(Excerpts from the point annotation data)
▬▬▬

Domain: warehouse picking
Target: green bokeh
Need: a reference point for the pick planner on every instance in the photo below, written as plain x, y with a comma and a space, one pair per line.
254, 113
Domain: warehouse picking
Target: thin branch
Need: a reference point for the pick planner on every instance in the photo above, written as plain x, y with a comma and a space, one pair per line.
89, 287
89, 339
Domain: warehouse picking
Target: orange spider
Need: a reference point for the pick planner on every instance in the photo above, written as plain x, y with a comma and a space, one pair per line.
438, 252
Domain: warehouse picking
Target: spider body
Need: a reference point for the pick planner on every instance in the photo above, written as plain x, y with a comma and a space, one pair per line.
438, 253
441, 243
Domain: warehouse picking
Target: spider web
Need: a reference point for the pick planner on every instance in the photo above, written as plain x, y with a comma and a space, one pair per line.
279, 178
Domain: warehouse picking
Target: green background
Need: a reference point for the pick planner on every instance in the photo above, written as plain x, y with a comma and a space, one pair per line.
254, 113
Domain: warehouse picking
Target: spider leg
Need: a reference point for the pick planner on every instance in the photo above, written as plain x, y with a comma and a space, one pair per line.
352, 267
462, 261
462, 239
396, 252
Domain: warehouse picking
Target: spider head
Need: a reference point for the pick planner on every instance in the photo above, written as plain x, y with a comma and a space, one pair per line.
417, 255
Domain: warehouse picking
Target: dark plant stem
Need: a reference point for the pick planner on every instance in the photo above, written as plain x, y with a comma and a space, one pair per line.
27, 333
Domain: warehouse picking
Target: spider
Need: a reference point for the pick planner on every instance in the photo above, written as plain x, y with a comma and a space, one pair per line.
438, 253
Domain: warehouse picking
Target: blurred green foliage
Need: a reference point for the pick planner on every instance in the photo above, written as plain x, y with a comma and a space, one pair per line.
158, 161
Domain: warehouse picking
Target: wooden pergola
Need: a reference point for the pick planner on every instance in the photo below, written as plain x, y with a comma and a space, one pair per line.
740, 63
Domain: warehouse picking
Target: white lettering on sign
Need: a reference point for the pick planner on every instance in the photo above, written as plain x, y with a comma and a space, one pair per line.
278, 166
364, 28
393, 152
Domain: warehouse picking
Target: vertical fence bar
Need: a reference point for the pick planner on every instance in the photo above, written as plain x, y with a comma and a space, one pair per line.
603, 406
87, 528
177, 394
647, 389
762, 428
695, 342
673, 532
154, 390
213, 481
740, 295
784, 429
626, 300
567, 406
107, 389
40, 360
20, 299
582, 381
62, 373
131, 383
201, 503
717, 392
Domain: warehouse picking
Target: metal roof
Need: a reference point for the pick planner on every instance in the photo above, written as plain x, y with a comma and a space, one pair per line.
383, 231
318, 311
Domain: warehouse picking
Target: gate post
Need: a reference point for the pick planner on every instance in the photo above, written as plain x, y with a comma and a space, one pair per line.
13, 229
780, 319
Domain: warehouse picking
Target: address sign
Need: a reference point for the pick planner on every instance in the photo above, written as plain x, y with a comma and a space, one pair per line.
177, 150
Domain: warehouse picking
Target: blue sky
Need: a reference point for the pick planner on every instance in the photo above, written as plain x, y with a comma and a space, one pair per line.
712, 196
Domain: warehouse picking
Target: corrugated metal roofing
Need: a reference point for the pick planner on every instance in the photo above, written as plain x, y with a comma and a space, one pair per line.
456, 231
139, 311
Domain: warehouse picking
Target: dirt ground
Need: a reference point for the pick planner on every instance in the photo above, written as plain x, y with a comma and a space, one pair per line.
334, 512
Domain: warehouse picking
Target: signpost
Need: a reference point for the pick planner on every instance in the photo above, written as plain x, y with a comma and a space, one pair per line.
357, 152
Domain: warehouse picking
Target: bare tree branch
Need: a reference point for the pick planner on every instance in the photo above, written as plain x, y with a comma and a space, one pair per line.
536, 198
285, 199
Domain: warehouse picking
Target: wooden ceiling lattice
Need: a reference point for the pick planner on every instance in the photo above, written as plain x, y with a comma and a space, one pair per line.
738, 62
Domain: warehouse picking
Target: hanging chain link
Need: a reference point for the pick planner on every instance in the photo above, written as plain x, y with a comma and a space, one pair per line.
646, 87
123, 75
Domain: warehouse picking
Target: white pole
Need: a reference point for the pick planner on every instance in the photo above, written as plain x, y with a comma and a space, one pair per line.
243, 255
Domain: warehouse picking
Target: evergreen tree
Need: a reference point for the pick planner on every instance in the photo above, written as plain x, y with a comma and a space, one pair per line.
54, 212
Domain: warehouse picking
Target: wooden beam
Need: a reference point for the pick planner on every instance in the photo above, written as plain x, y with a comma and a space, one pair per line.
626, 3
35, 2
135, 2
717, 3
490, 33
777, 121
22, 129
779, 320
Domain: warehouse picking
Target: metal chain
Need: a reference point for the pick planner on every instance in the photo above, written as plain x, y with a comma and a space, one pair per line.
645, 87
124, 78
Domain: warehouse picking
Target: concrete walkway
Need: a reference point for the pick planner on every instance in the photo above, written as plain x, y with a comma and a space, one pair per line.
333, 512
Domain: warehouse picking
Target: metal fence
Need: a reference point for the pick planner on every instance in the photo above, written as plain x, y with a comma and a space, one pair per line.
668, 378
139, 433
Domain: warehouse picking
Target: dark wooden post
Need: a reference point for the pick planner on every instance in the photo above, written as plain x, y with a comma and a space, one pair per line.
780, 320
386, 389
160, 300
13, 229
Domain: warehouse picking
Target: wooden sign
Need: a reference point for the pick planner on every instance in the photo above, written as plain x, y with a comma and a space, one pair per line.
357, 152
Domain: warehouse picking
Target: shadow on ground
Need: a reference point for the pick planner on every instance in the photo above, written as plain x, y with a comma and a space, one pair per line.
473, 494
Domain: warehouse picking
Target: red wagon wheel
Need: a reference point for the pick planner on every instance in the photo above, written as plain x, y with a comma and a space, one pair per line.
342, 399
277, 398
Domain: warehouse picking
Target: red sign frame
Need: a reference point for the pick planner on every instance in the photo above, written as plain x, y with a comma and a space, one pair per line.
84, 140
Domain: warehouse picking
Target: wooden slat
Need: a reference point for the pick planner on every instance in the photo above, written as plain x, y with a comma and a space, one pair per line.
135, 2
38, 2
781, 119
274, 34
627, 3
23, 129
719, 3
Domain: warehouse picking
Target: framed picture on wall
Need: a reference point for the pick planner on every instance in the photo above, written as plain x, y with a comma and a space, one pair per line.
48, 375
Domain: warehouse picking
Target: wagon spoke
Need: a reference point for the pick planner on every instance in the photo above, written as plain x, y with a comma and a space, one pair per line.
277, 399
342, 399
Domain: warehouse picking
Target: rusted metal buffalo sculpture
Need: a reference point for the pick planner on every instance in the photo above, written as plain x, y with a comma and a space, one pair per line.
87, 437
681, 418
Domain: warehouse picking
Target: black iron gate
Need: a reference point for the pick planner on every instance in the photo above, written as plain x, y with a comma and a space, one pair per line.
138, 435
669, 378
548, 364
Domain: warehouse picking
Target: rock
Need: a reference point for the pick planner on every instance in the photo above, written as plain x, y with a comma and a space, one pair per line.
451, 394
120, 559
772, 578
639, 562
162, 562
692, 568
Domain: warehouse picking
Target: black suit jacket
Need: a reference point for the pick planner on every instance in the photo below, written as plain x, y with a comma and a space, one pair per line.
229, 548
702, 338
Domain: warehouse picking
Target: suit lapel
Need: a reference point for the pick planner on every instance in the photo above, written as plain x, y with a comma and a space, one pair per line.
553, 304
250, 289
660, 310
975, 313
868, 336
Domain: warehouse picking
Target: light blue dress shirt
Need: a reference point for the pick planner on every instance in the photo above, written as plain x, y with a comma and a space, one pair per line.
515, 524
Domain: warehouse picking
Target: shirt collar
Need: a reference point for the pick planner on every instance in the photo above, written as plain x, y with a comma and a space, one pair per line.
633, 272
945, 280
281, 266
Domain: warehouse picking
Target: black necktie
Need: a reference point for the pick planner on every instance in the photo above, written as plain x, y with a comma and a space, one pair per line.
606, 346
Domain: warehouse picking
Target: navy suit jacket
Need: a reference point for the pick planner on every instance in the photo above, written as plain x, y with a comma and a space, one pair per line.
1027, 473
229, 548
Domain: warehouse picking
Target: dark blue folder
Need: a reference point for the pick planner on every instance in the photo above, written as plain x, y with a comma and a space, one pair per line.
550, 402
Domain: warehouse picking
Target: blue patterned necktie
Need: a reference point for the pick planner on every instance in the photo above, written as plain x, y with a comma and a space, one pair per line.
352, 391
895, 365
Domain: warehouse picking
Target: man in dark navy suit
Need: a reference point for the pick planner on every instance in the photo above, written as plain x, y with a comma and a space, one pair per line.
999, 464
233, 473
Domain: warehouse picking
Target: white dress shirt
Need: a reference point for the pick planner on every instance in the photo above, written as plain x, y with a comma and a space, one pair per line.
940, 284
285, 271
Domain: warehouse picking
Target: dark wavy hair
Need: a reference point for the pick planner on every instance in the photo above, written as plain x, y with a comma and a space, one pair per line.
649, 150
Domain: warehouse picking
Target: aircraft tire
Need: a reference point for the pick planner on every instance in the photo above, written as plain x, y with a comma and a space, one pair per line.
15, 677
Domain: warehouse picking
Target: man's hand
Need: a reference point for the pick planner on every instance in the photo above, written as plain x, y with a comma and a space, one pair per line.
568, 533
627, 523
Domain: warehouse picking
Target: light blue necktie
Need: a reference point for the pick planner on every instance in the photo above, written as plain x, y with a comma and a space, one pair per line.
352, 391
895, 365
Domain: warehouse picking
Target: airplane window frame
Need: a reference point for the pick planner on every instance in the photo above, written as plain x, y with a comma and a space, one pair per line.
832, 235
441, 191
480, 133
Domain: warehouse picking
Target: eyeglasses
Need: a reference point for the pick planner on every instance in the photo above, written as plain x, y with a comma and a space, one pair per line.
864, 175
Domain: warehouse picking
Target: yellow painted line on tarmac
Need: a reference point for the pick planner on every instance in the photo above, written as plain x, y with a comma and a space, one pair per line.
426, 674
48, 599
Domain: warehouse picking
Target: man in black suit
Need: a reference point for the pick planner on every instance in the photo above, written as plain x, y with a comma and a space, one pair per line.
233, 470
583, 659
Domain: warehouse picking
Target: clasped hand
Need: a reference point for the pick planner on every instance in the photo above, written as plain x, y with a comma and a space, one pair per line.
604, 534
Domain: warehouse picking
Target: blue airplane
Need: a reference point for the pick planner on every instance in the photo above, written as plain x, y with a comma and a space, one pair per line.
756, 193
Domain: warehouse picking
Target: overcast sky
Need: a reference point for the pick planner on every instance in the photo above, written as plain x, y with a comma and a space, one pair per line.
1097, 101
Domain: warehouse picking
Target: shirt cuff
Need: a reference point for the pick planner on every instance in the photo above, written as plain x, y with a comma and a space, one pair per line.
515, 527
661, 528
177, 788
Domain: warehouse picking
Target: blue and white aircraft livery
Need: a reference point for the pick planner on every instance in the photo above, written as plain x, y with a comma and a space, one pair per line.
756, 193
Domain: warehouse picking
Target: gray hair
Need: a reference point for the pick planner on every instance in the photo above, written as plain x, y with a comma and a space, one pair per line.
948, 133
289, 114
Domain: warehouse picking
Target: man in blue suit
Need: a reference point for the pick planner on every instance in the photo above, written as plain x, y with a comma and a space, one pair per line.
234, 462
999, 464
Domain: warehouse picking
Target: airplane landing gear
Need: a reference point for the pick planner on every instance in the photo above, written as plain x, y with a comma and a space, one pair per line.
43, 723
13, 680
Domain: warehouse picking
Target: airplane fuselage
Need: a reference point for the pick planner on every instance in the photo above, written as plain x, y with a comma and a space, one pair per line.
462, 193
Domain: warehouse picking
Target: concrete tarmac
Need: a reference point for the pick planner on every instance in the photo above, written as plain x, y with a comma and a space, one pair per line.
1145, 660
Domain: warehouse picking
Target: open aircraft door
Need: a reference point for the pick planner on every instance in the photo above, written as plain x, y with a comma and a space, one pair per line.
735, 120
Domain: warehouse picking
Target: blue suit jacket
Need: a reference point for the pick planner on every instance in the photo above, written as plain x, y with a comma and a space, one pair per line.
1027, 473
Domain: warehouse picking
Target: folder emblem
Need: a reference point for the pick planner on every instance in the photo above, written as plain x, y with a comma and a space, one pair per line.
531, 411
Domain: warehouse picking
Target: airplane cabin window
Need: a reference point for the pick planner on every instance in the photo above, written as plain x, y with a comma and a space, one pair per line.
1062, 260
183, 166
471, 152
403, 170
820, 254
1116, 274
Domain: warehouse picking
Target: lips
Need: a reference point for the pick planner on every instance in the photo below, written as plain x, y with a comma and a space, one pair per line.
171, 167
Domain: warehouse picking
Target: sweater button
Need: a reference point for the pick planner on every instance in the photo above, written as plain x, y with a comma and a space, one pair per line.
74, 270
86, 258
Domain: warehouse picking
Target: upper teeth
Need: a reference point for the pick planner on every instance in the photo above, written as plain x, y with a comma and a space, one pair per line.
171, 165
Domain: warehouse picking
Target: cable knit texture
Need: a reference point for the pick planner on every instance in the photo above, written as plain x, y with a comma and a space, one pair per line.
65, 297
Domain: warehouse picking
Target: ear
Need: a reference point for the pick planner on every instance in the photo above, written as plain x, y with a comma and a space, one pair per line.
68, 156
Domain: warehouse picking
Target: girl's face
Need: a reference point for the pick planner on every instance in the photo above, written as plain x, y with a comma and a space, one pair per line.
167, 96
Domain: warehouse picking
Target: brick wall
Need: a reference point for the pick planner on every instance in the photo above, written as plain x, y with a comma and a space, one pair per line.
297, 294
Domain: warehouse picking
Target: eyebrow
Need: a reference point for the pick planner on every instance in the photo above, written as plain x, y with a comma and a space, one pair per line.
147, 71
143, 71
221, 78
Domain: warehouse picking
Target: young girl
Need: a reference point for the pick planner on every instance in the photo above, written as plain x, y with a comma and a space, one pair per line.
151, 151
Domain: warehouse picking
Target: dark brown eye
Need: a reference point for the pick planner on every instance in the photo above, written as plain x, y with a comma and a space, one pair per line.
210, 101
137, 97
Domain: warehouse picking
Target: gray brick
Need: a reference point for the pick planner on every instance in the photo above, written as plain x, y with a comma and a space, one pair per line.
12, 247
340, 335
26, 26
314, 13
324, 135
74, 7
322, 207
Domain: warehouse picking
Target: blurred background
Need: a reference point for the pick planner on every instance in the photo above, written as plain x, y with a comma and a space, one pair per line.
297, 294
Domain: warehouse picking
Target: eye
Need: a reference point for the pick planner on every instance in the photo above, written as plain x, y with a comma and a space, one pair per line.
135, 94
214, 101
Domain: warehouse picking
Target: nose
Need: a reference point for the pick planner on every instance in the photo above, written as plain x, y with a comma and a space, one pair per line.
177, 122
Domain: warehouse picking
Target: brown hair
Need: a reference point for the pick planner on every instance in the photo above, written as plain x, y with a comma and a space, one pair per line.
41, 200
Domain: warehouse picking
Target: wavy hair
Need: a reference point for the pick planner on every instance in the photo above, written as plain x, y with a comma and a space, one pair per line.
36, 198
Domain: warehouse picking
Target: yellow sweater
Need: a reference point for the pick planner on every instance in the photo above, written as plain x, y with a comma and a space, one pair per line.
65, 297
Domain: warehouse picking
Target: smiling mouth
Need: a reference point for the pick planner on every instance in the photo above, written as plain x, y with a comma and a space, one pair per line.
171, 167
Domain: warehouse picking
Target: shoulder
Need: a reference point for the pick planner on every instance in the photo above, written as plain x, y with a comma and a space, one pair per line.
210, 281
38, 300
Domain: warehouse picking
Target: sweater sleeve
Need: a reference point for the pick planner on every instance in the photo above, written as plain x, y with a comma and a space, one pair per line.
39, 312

▬▬▬

◆ Work required ◆
Locate every line in the entries above that contains the string "brown", matching case exactly, and copy each of those lines in full.

◆ Correct response ◆
Target: dark brown eye
Target: brown hair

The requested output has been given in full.